--- Begin ---

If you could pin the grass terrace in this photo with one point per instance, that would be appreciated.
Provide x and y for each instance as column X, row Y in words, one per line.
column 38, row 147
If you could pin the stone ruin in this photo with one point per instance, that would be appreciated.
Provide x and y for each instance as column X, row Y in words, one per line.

--- End ---

-- Written request --
Format all of the data above as a numbered list with one line per item, leaving out any blank lines.

-- Result --
1. If you could pin the grass terrace in this photo with one point per instance, that would be appreciated.
2. Provide x and y for each instance as column X, row Y in words, one per line.
3. column 38, row 147
4. If you could pin the stone ruin in this photo with one point per instance, that would be appreciated.
5. Provide x and y for each instance as column X, row Y in words, one per line.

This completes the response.